#### Material for this task

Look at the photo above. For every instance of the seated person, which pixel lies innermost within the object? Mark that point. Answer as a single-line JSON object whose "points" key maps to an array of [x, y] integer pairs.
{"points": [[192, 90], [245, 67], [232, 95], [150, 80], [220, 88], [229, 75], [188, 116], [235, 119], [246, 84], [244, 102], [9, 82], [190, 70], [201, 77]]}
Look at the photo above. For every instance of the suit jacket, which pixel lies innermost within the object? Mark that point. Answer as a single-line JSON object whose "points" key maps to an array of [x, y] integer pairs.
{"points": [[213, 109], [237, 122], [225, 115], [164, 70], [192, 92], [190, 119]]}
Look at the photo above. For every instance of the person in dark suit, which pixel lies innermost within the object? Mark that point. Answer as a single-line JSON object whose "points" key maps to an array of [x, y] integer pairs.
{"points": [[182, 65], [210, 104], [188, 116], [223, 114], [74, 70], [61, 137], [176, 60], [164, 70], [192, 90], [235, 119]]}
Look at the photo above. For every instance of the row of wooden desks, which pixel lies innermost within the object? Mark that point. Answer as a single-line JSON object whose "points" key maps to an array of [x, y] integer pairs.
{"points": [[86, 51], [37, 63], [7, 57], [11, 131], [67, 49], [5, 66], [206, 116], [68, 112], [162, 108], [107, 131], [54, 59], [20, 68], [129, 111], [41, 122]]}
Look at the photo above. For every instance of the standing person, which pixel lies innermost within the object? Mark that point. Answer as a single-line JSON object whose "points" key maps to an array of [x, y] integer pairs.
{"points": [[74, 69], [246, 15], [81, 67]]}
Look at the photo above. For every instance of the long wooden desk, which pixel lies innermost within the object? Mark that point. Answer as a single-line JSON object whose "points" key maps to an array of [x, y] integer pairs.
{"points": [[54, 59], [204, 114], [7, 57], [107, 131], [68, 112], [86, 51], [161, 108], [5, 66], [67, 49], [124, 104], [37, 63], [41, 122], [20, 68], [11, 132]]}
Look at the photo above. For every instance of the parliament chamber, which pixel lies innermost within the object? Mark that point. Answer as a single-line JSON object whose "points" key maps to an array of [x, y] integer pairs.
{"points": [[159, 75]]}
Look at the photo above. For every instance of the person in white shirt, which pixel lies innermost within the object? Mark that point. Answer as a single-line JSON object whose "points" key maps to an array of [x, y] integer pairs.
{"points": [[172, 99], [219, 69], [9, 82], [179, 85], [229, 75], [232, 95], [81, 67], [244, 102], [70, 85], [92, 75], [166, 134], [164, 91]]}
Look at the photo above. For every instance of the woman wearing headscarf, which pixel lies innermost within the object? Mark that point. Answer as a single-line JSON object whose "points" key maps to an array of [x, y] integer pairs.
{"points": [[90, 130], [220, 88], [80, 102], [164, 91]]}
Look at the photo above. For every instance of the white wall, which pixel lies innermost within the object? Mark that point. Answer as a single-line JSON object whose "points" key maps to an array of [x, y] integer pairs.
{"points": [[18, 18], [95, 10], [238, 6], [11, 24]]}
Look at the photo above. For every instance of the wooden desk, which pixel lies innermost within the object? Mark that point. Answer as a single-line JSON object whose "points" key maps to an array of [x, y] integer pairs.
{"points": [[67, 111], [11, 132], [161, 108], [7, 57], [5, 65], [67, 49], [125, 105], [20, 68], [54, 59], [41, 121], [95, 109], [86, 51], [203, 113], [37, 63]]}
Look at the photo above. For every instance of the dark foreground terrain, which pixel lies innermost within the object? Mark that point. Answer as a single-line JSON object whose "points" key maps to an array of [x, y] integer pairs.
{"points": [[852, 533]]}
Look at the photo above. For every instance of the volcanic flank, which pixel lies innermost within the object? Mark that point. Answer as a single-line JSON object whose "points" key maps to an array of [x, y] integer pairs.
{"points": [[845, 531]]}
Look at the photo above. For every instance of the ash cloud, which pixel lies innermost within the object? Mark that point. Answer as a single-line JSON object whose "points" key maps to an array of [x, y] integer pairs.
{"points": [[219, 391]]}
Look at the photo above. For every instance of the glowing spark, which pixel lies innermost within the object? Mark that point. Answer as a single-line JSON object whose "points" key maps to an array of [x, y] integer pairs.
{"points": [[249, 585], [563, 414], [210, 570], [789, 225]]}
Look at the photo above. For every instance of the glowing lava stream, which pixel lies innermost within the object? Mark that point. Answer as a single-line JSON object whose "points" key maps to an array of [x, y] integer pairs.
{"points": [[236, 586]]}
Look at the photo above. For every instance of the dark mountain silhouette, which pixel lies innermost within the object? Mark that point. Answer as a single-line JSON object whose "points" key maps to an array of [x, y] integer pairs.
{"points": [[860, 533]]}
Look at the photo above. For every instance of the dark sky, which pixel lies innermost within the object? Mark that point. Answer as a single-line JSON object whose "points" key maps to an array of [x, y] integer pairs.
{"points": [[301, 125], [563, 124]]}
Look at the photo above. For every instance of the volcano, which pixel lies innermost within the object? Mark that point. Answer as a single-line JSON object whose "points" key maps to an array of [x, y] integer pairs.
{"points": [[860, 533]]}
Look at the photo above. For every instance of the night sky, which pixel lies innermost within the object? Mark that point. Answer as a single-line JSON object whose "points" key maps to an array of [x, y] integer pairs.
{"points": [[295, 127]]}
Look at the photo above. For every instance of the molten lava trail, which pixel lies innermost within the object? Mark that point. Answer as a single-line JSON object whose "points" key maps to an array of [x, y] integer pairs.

#### Work task
An exact copy of every record is needed.

#### The completed task
Look at the photo above. For every instance of the seated person, which pixel lies innermost within the object? Mark that point. Answer as a single-line JSON object whose "points" key maps to an array of [x, y] integer pairs.
{"points": [[192, 90], [245, 67], [232, 95], [150, 80], [220, 88], [229, 75], [188, 116], [235, 119], [246, 84], [244, 102], [9, 82], [190, 70], [201, 77]]}
Look at the photo above. For every instance of the suit jacket, which pixel lies innermost within the object? Mark that point. Answer as a single-line JSON object whose "points" key maps to an array of [x, y] integer pairs.
{"points": [[213, 109], [237, 122], [225, 115], [164, 70], [192, 92], [190, 119]]}
Look at the photo above. For every instance of the person in dark suit, which pixel lies innermost within the object? Mark that point. Answer as a single-line JSON object whose "points" key maps to an array of [x, y] integer pairs.
{"points": [[182, 65], [210, 104], [188, 116], [223, 114], [74, 70], [61, 137], [176, 60], [164, 70], [192, 90], [235, 119]]}
Look at the photo above. For every instance of the row of wooden desks, which pixel lies innermost within the object? Mark that point. Answer as a single-line JSON object whose "points" key maps to an array of [x, y] integer pairs.
{"points": [[86, 51], [37, 63], [7, 57], [11, 131], [67, 49], [5, 66], [206, 116], [68, 112], [162, 108], [107, 131], [54, 59], [20, 68], [129, 111], [41, 122]]}
Look at the photo above. For every instance of the standing person, which pixel lies innermost within the object? Mark that point. Answer as a single-line JSON object whose "points" key maps to an array of [x, y] integer pairs.
{"points": [[74, 69], [246, 15], [81, 67]]}
Look at the photo above. For every instance of the long wooden desk, which pixel lies innermost within the object? Mark that point. Answer as a single-line JSON object whose "points" key maps to an array of [x, y] integer pairs.
{"points": [[54, 59], [204, 114], [7, 57], [107, 131], [68, 112], [86, 51], [161, 108], [5, 66], [67, 49], [124, 104], [37, 63], [41, 122], [20, 68], [11, 132]]}
Look at the photo above. For every instance of the parliament chamber, which pixel lies innermost within the object? Mark that point. Answer as a single-line JSON object whose "points" key maps to an array of [x, y] integer pairs.
{"points": [[159, 75]]}
Look at the photo above. For every instance of the person in white shirt, which pixel lies innermost within the object? Mark that point. Answer as a single-line JSON object whose "points" key maps to an array of [x, y] integer pairs.
{"points": [[172, 99], [219, 69], [9, 82], [179, 85], [229, 75], [232, 95], [81, 67], [244, 102], [70, 85], [92, 75], [166, 134], [164, 91]]}
Look at the photo above. For every instance of the woman wearing headscarf, which pixel lies innermost within the object? Mark that point. Answer as a single-line JSON object whose "points" key maps to an array of [x, y] integer pairs.
{"points": [[90, 130], [220, 88], [80, 102], [164, 91]]}
Look at the photo above. For every instance of the white wall, which pixel lies innermost within the object? Mark that point. Answer as a single-line JSON object whose "points" key maps to an array of [x, y] integer pairs.
{"points": [[18, 18], [95, 10], [238, 6], [11, 24]]}
Look at the photo above. For every instance of the wooden desk, which pixel lies innermost within the object? Mark that point. Answer as a single-line JSON object whose "points" key maps to an array of [x, y] integer pairs.
{"points": [[67, 111], [11, 132], [161, 108], [7, 57], [5, 65], [67, 49], [125, 105], [20, 68], [54, 59], [41, 121], [95, 109], [86, 51], [203, 113], [37, 63]]}
Look at the photo above. For every instance of the dark foreground terrain, which pixel lies innermost within the object? Mark that point. Answer as a single-line JSON object whose "points" key maps to an array of [x, y] integer pairs.
{"points": [[852, 533]]}
Look at the photo above. For every instance of the volcanic flank, which pixel lies innermost within the object? Mark that point. Answer as a single-line JSON object whose "points" key maps to an array of [x, y] integer pairs.
{"points": [[845, 531]]}
Look at the photo above. For every instance of the ash cloud, which pixel lies innermost within the object? Mark that point. Answer as a single-line JSON object whose "points" key maps to an array of [x, y] integer pairs.
{"points": [[219, 391]]}
Look at the photo above. For every instance of the glowing spark, which pixel lies innermost within the object? Mark that point. Answer as a single-line JSON object whose "points" key maps to an array of [x, y] integer pairs.
{"points": [[249, 585], [563, 414], [210, 570], [789, 225]]}
Look at the photo above. For every instance of the glowing lava stream, which pixel lies innermost within the object? Mark that point. Answer as a single-line JSON object whose "points" key maps to an array of [x, y] integer pairs.
{"points": [[236, 586]]}
Look at the photo above. For every instance of the dark mountain silhouette, which pixel lies innermost within the object? Mark that point. Answer as a single-line JSON object whose "points" key maps to an array of [x, y] integer pairs.
{"points": [[860, 533]]}
Look at the photo above. For every instance of the dark sky, which pixel lies innermost within the object? Mark that point. Answer as a single-line JSON object whose "points" key maps to an array of [x, y] integer pairs.
{"points": [[301, 125], [563, 124]]}
Look at the photo above. For every instance of the volcano, which pixel lies innermost within the object? Mark that point. Answer as a single-line JSON object whose "points" key maps to an array of [x, y] integer pairs.
{"points": [[860, 533]]}
Look at the photo above. For every instance of the night sky, which pixel lies innermost within the object? Mark that point. Answer as a single-line JSON object whose "points" key maps to an array of [x, y] integer pairs.
{"points": [[295, 127]]}
Look at the photo above. For every instance of the molten lava trail, which pixel lies innermost within the object? Mark that point. Answer as a single-line JSON object whose "points" key maps to an array of [x, y] integer pairs.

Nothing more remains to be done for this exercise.